┌─ TEXT UNDER STUDY

The Glitchatorio
Join the Witch of Glitch for investigations into the failure modes, emergent mysteries and unexpected behaviors of artificial intelligence that are unfolding in our world today. You'll hear from technical researchers, data scientists and machine learning experts, as well as psychologists, philosophers and others whose work intersects with AI.
Most Glitchatorio episodes follow the standard podcast interview format. Sometimes these episodes alternate with fictional audio skits or personal voice notes.
The voices, music and audio effects you hear on The Glitchatorio are all recorded or composed by the Witch of Glitch; they are not AI-generated.
The Glitchatorio
Dreaming or Scheming?
Since AI models are built on artificial neural networks, what parallels can we draw with human brain "wiring"?
In this episode, we hear from neuroscientist and psychology researcher Scott Blain about the pitfalls of pattern recognition, as well as that grey area where agreeableness shades into sycophancy.

└─
┌─ LISTED RECORDS

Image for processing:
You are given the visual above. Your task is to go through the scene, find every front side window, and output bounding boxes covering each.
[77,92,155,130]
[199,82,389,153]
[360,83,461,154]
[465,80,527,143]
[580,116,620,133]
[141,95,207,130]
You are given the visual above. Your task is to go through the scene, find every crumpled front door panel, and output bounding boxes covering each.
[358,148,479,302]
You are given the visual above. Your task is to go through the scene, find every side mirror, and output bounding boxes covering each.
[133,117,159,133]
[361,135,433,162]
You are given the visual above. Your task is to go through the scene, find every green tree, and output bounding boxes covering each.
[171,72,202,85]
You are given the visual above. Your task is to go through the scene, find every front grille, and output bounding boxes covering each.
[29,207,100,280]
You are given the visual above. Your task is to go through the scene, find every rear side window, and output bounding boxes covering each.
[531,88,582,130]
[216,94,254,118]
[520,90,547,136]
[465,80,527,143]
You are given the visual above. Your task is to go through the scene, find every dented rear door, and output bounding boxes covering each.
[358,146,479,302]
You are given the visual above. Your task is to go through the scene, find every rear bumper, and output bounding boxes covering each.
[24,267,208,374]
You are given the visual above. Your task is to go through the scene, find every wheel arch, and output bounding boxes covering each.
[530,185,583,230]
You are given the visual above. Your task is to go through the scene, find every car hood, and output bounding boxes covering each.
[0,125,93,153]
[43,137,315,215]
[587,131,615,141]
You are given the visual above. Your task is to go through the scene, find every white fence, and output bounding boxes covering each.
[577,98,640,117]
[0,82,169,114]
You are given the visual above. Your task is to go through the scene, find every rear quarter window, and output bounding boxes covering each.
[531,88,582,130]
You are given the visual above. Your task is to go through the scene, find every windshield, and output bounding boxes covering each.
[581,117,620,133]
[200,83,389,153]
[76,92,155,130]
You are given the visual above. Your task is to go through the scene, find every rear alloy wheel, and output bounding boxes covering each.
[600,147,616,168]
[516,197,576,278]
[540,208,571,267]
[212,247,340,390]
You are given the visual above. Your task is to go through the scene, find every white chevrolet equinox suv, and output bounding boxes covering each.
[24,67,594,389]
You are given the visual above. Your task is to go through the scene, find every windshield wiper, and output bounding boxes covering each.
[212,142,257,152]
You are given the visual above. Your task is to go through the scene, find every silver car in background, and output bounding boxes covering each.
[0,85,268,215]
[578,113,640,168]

└─

- _ACTIONS TO TAKE_:
1. According to the podcast description, who records or composes the voices, music and audio effects heard on The Glitchatorio?
2. Transcribe the podcast description from "In this episode, we" up to and including "shades into sycophancy.".
This data has nothing to do with the podcast description.

- _SOLUTIONS TO EACH TASK_:
1. The Witch of Glitch.

2.
In this episode, we hear from neuroscientist and psychology researcher Scott Blain about the pitfalls of pattern recognition, as well as that grey area where agreeableness shades into sycophancy.